The failure of U.S. Official Direct Aid is illustrated in Appendix Table 1, which lists aid to countries between 1980 and 2002. The first two numerical columns indicate the total aid over that period in current and constant 2001 dollars. The next two columns compare the per capita GDP of the countries over the 22 years. Notice how per capita GDP growth averages at least 2 percent per annum in only about a quarter of the countries. In 70 percent of the countries, there is little change or a decline. The average per capita growth rate between 1980 and 2002 for all assisted countries with GDP data is a meager 0.81 percent per year. Not a stellar outcome. 

The dismal failure of development assistance to catalyze economic growth is not confined to acts of Congress. Multilateral lending institutions have had similar results. For instance, in sub-Saharan Africa, 16 countries experienced a decline in real per capita GDP between 1970 and 2002 despite receiving well over $100 billion in World Bank assistance.[11] 

Achieving prosperity in developing countries, like success for individuals, requires the acceptance of personal responsibility. The responsibility for economic growth in underdeveloped countries lies largely with the government of each country, since the primary determinant of economic growth is a country’s own institutions and policies. Countries with institutions and policies that promote economic freedom tend to have higher per capita incomes, on average, than countries that do not embrace economic freedom. A 1997 World Bank analysis of foreign aid underscored this premise, finding that assistance “has positive impact on growth in countries with good fiscal, monetary, and trade policies.”[12] Conversely, countries with poor economic policies did not experience sustained economic growth, regardless of the amount of assistance they received.[13]  

IMF and World Bank Are Part of the Problem

 This failure of the 20th century redistribution approach is not confined to the United States. Shifting the allocation of foreign aid from U.S. agencies to international institutions would not improve the chances for development. The track record of the IMF and World Bank in developing countries reveals that, far from being the solution to global economic instability and poverty, these two international institutions are a major problem. For one thing, their lending practices deter growth because the money they loan removes the pressure or incentives for governments to advance economic freedom. Shielded from change, corruption and harmful existing practices can flourish. For these reasons, the vast majority of recipient countries have been unable to develop despite huge handouts from these institutions for over 40 years.

(Records from a collection)
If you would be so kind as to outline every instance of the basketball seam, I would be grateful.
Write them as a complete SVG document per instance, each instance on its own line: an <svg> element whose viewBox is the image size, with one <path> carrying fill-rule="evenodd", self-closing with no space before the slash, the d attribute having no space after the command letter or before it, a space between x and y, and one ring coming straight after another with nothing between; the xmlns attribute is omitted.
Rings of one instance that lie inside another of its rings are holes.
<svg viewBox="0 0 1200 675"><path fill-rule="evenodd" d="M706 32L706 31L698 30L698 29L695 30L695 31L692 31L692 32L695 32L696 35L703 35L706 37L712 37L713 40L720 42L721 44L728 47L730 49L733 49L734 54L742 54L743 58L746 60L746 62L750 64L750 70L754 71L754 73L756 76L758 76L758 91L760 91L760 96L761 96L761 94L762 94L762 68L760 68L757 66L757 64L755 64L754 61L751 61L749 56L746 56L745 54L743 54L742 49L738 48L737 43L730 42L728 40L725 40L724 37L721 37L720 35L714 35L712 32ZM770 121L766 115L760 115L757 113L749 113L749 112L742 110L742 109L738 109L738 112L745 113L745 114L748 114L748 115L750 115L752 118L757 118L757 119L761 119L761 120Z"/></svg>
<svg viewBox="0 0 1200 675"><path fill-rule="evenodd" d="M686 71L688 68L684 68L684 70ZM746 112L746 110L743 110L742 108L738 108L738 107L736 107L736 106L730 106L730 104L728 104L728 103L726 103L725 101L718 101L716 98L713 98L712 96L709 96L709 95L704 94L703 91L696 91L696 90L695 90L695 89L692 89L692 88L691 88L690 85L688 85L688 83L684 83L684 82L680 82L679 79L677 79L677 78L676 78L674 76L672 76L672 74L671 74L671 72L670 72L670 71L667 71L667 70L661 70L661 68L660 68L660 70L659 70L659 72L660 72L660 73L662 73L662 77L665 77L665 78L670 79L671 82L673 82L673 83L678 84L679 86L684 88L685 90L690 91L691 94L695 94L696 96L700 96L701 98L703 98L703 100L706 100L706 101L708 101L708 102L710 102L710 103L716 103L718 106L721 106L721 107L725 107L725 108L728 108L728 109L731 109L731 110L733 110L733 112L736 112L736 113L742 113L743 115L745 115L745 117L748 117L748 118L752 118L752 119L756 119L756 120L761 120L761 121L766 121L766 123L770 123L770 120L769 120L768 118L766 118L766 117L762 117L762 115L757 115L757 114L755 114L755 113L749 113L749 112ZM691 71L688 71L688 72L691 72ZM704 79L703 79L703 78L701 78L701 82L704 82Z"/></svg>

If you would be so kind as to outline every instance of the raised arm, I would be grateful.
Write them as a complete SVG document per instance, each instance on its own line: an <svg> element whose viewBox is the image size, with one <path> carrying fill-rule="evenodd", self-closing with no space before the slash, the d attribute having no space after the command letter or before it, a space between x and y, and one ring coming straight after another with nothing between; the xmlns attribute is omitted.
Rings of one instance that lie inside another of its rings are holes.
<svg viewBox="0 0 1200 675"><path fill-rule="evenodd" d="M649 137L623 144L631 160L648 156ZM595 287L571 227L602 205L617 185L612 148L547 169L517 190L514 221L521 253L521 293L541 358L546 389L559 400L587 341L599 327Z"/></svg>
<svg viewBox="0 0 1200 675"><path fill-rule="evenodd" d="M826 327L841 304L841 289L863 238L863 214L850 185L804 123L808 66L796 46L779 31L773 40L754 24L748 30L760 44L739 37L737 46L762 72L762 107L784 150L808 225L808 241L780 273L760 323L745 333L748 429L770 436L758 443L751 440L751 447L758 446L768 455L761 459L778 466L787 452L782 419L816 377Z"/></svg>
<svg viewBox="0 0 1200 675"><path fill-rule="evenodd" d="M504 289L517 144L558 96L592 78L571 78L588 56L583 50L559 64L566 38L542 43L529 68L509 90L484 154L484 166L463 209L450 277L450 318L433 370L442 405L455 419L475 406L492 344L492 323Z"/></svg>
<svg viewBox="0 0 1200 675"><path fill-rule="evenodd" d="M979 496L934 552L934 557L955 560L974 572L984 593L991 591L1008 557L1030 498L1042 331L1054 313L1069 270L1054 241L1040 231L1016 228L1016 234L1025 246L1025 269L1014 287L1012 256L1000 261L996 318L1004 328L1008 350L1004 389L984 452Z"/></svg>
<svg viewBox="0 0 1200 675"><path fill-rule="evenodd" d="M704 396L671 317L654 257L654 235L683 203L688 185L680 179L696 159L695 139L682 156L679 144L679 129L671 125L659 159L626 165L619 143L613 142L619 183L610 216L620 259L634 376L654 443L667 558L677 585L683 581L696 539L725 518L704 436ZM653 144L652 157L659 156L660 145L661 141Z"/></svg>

**GIVEN EXERCISE**
According to the foreign aid passage, what was the average per capita growth rate between 1980 and 2002 for all assisted countries with GDP data? The records are separate from the foreign aid passage.

**SOLUTION TO THIS TASK**
It was 0.81 percent per year.